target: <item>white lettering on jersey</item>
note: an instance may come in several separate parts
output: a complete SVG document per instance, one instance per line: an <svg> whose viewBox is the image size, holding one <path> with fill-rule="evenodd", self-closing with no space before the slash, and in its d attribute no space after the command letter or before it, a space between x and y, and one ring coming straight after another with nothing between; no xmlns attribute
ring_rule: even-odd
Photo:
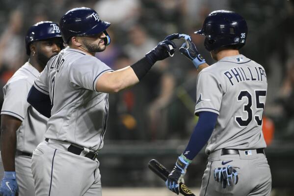
<svg viewBox="0 0 294 196"><path fill-rule="evenodd" d="M97 21L97 22L99 22L99 21L100 20L100 19L99 19L99 17L98 16L98 15L96 13L93 12L93 14L91 14L91 16L93 16L95 19L95 20Z"/></svg>
<svg viewBox="0 0 294 196"><path fill-rule="evenodd" d="M54 30L56 32L60 32L60 29L59 29L59 27L57 26L56 24L50 24L50 26L53 27L53 30Z"/></svg>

━━━━━━━━━━

Given task:
Repeat every one of the rows above word for word, leaving out the pictures.

Result of this exercise:
target: <item>white lettering on jersey</item>
note: an instance may come in several separate parts
output: a complete SVG document per instance, one instance per line: an <svg> whose viewBox is the image size, holding one <path> with fill-rule="evenodd", self-closing with no space before the slash, and in its d attribute no space after the command letter or before it, a space between x and y, and one ring coming straight after another with nothing between; no xmlns attribute
ring_rule: even-odd
Photo:
<svg viewBox="0 0 294 196"><path fill-rule="evenodd" d="M97 21L97 22L99 22L99 21L100 20L100 19L99 19L99 17L98 16L98 15L96 13L93 12L93 14L91 14L91 16L93 16L95 19L95 20Z"/></svg>
<svg viewBox="0 0 294 196"><path fill-rule="evenodd" d="M54 30L56 32L60 32L60 29L59 29L59 27L57 26L56 24L50 24L50 26L53 27L53 30Z"/></svg>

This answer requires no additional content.